Racing to Win: Philosophy versus the new Gnostics

Subverting reason by divorcing it from the transcendent is a perversion of love. It is blasphemy that can only lead to the triumph of nihilism.

October 19, 2020 Jack Gist EssayFeatures 11Print

(Image: Steven Lelham/Unsplash.com)

Blue ribbon blues

My kid, then a fifth grader at the local public school, came home one spring afternoon with a fistful of blue ribbons. Boy, was I proud. My son had been blessed with athletic ability! Regional championships, college scholarships, and Olympic gold exploded in my mind like so many fireworks on the Fourth of July. I clapped the kid on the back and congratulated him on what must have been a series of stellar performances.

He shrugged and said, “It’s no big deal. Everybody got blue ribbons.”

I refrained from pointing out the absurdity of a track meet where every participant won each event they entered. It wasn’t the kids’ fault; they didn’t make the rules. I walked away scratching my head.
----------
Short task 1: Summarize the blue-ribbon essay in two sentences.
Short task 2: Extend the blue-ribbon essay, picking up after its last sentence.
The entries are not needed.
----------
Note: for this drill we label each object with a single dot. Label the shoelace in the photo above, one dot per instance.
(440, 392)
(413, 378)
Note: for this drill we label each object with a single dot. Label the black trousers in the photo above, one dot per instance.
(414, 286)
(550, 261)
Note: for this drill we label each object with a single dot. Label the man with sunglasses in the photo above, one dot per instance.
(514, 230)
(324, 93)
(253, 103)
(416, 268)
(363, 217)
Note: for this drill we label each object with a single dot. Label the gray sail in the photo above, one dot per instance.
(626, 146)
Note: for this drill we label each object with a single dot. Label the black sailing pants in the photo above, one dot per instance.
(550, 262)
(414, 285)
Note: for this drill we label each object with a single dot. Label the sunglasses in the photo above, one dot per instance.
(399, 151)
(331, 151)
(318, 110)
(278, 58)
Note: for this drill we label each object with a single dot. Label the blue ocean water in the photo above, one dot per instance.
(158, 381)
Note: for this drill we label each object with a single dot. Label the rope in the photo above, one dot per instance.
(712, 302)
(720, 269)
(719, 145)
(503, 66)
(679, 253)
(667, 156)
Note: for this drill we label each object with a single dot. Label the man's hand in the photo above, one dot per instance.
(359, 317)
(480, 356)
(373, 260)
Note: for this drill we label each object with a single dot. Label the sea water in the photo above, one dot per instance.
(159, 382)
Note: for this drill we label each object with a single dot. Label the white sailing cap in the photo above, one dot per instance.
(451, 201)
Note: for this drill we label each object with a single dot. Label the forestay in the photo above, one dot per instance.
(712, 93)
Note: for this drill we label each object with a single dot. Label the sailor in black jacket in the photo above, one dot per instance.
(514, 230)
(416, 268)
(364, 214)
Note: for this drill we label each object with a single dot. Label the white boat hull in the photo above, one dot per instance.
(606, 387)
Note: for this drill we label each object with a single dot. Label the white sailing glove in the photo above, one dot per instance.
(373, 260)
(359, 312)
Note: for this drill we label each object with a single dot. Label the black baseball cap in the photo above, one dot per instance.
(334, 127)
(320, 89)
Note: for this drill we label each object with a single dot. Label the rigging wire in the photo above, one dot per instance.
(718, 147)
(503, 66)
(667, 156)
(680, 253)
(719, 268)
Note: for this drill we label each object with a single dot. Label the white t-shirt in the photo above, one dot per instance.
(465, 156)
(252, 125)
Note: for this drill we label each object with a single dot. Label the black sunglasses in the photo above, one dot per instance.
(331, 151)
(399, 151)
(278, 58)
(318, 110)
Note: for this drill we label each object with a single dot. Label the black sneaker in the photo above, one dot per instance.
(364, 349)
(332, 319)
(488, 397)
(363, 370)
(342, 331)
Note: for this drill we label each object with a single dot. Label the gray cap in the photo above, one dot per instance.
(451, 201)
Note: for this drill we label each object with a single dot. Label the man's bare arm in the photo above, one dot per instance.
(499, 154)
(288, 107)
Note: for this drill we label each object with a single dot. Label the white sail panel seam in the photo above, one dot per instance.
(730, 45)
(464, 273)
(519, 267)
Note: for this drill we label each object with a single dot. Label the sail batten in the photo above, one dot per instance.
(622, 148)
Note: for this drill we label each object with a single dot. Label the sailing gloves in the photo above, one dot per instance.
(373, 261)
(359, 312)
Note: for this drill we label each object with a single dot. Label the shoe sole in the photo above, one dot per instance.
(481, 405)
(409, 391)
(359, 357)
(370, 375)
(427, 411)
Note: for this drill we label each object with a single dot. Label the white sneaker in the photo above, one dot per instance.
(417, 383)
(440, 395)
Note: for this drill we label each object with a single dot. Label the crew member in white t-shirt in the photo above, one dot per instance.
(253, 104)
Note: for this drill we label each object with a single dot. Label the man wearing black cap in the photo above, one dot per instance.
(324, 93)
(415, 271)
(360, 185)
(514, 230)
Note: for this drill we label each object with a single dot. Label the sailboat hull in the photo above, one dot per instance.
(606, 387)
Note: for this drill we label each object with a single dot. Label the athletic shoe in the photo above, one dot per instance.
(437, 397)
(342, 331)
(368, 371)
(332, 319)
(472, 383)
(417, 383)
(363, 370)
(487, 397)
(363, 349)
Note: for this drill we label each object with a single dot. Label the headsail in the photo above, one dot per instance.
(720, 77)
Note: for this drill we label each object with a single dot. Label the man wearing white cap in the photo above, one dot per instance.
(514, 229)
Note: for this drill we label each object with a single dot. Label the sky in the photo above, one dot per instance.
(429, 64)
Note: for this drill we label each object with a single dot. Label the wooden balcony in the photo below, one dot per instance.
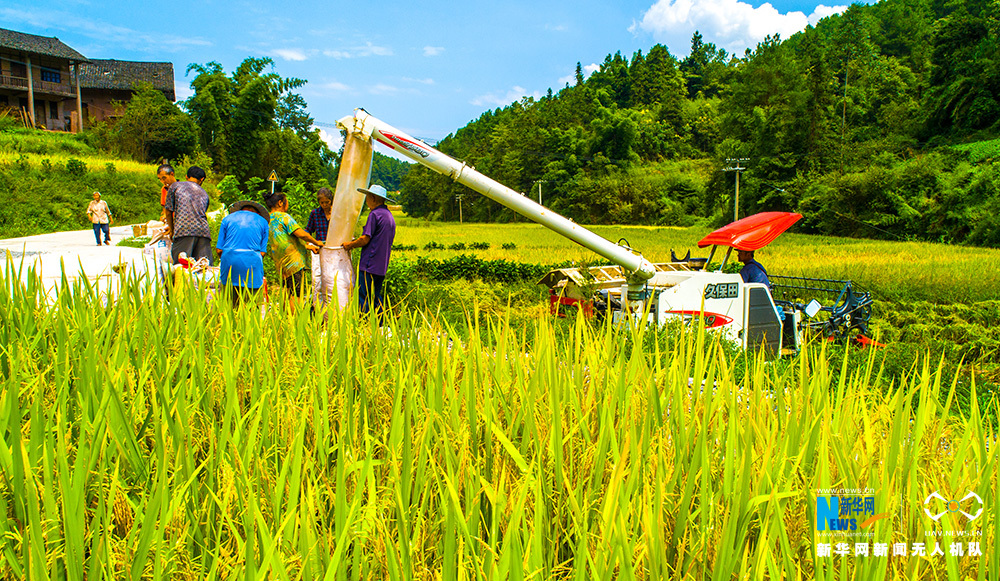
(40, 87)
----------
Written answer 1: The essay argues that cutting reason off from the transcendent perverts love and is a blasphemy that can lead only to the triumph of nihilism. It opens with the writer's pride when a fifth-grade son comes home with a fistful of blue ribbons, which turns to puzzlement when the boy explains that everybody got them.

Written answer 2:
My son is now a thirty-year-old man. Everything happening these days—the dictatorship of relativism, extremist organizations like BLM gaining political clout, the tilt towards a tribalism tinctured with totalitarian tendencies—germinated in that blue-ribbon moment of so many years ago.

It had been my responsibility to teach my son that the purpose of a track meet, or any other competition, was to celebrate excellence, not to promote some crazed vision of an emaciated equality. I failed on that point. I had inadvertently bought-in to the notion that self-esteem was the single most important ingredient in the formation of a healthy human being. I hadn’t given the topic much thought and blindly accepted that the maintenance of self-esteem was a new cardinal virtue. The blue ribbon track meet served as a wake-up call.

Virtue doesn’t come easy and must be earned through continuous practice. The kind of self-esteem the public schools were and are promoting by handing out blue ribbons like sour candy, the once symbols excellence drained of meaning because everybody wins, is too easy. It is given and not earned. There is no gift in this kind of giving. In the seeming banality of a track meet where there are no clear winners, evil forces strive to suffocate human excellence. The people that pedal this gift-less giving are convinced that our human nature does not exist and human identity is constructed primarily through language. They are wrong.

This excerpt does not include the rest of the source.